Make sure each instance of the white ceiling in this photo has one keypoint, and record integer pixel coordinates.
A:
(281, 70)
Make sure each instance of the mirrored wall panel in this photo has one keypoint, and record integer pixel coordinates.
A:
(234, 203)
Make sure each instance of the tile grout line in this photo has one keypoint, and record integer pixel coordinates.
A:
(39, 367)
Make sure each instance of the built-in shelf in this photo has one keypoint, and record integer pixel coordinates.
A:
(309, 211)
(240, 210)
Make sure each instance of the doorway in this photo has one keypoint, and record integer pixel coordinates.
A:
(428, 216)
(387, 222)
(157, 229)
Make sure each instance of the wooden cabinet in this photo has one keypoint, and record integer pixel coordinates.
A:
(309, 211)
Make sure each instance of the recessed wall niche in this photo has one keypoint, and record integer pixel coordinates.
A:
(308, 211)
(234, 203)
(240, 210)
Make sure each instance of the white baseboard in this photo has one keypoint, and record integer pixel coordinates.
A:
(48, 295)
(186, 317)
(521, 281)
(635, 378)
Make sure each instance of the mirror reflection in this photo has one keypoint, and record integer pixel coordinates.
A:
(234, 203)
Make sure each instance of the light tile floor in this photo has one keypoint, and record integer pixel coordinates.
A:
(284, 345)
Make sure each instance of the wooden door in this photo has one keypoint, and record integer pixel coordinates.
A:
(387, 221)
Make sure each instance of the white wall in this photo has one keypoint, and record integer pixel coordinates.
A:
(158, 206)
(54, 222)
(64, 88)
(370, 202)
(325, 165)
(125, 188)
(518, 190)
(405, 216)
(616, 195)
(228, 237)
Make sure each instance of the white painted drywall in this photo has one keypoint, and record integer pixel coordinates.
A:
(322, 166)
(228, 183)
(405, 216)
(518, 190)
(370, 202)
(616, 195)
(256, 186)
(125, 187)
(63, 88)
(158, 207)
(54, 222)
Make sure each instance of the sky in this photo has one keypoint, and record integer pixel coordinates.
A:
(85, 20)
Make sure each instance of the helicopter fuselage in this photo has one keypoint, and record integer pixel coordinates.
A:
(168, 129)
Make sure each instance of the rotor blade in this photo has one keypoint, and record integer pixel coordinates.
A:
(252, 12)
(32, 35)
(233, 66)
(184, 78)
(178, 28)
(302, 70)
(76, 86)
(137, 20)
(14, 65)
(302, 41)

**EXERCISE PROMPT:**
List the lines of the material in which the word "white" occurs.

**THE ANSWER:**
Make sure each instance of the white ceiling in this photo has one keypoint, and record integer pixel coordinates.
Make sure each instance of the white baseboard in this photo has one keypoint, and record integer pixel coordinates.
Make sure each instance of the white wall in this photo has one keypoint, and record integer pixel coordinates.
Make sure each instance of the white painted drywall in this photo has one keypoint, and record integer pixel coordinates.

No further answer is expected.